GOAL - Your task is to repeat the listing exactly.

SUPPLIED DATA -
━━━━━━━━━━━━━━━━━━━━━━━━━━━━━━
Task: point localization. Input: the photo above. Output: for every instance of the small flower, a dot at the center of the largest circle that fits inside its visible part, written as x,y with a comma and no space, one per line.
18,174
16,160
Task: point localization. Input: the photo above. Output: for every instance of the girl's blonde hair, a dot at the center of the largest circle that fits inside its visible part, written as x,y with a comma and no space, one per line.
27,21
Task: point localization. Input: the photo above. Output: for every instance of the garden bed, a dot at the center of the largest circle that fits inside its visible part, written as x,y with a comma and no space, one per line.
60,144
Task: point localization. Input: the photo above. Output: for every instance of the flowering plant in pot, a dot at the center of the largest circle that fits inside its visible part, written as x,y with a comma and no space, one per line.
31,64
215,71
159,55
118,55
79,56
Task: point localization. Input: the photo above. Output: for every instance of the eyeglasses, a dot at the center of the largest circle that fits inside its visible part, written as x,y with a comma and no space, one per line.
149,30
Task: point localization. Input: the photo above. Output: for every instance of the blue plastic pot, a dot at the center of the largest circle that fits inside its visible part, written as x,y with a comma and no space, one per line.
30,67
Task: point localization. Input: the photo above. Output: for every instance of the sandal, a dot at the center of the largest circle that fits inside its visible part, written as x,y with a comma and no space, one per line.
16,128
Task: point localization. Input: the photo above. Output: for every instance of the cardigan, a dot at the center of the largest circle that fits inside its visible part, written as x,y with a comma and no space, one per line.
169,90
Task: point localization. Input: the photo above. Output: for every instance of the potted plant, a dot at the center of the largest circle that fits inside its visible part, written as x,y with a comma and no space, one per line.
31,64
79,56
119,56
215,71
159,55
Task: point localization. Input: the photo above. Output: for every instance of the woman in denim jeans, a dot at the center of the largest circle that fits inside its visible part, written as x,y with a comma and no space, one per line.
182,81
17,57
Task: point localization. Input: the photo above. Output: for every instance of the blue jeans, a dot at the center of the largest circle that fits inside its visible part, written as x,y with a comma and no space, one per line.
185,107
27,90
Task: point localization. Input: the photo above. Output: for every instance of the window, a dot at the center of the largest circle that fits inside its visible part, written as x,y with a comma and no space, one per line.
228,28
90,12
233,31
━━━━━━━━━━━━━━━━━━━━━━━━━━━━━━
RESPONSE -
Task: point localization. Input: the photo above. Output: for every instance of the small flower, a dot at the center of the largest circle that fits inside its visible part, written as x,y with a comma and no space, one per line.
18,174
16,160
Task: point localization. Input: the photo above. Output: for every instance of the girl's blonde hair, a dot at the center of the largest circle that fits inside its visible part, written as x,y with a comma and no space, one per line.
27,21
Task: point localization. Input: the photo above. Output: for every instance of the garden bed, a dot at the center of the largest circle that fits inside its visible part, written as x,y with a comma and no space, one per line.
60,144
Task: point localization. Input: the photo above. Output: for every instance of the flowering plant in pot, a dot at the center of the largest circle that fits inside its visible part, written as x,y with a comma and no space, one per line.
31,64
215,71
159,55
118,55
79,56
Task: point localization. Input: the photo above. Output: for every instance of the eyeglasses, a dot at the center of the largest circle that fits inside its visible part, written as x,y with a comma and no space, one per line.
149,30
Task: point localization. Input: the photo above. Output: for every instance of the blue plastic pot, a dot at the center of the largest circle that fits inside its visible part, written as x,y with a comma and no space, one per line.
30,67
Task: point localization. Input: the photo above. Output: for every instance of the sandal, a dot at the center of the largest circle that fits inside its visible part, written as x,y with a comma and no space, one per line.
16,128
Task: point localization. Input: the photo above. Output: for every instance of the cardigan, a dot at the center of the largest circle that fits inside its visible part, written as x,y with a comma and no space, one per line.
169,90
Task: point localization. Input: the photo above. Output: for every instance of the potted plant, a dot at the center of the largest circle that fits inside its visible part, written as x,y with a comma and no space, one per line.
31,64
79,56
119,56
215,71
159,55
Task: point localization. Input: the photo above. Output: for every instance of the woman in denim jeans, a dot at the center of the largest circle that fits inside its visible part, written as x,y with a comma and no space, one per line.
182,81
17,57
Task: point localization. Input: the photo above. Output: for every instance of the blue jeans, a dot at the center of the largest circle that fits inside its visible part, written as x,y with a comma and no space, one per line.
185,107
27,90
Task: point localization. Input: the photo above. Output: for every instance of the window, a dot at the center of the largest circle that fits inside its visible part, written as x,y with a comma and no space, one per line.
228,28
90,12
233,31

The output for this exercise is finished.